• [Quoted text]
◇ ◇ ◇
Scientists are burning homes to protect them in wildfires: ‘We crash test houses’
Scientists are burning homes to protect them in wildfires: ‘We crash test houses’
It took less than three minutes for wind-whipped flames to go from licking the side of the house to shattering a window and working under the eaves to burn everything inside. Weeks later, another house in the exact same spot was burning — again in the name of science.
That home went up in flames slower because it was fortified with better materials. Add moving vegetation, mulch, wood fences and hot tubs with their highly flammable insultation several feet away and experts said you can protect houses from the increasing danger of wildfires on a warming planet.
The research is being done by workers at a remote site in South Carolina. They have set fire to 13 houses because scientists need to burn to learn.
Inside the carefully crafted home were sensors and a few cameras the site’s manager said will “give their life for science.” Outside are nearly $1 million of other cameras and instruments in a fireproof building nearby and scattered around.
◇ ◇ ◇
• [Dataset section]
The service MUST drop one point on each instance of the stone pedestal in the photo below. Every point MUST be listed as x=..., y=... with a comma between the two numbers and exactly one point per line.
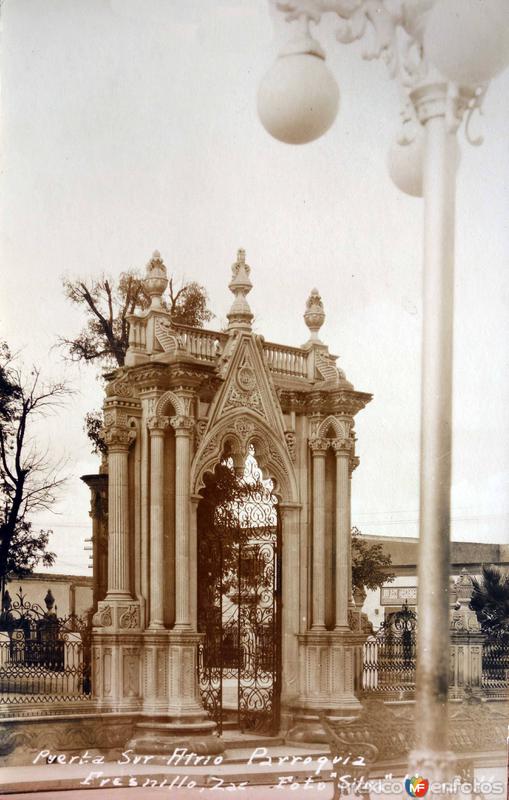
◇ ◇ ◇
• [Stated exercise A]
According to the wildfire research article, how many houses have the workers at the South Carolina site set on fire?
• [Stated exercise B]
Reproduce everything in the wildfire research article from "That home went" down to "and scattered around.", swapping "fireproof" for "fire-resistant".

• [Task solution A]
13 houses

• [Task solution B]
That home went up in flames slower because it was fortified with better materials. Add moving vegetation, mulch, wood fences and hot tubs with their highly flammable insultation several feet away and experts said you can protect houses from the increasing danger of wildfires on a warming planet.
The research is being done by workers at a remote site in South Carolina. They have set fire to 13 houses because scientists need to burn to learn.
Inside the carefully crafted home were sensors and a few cameras the site’s manager said will “give their life for science.” Outside are nearly $1 million of other cameras and instruments in a fire-resistant building nearby and scattered around.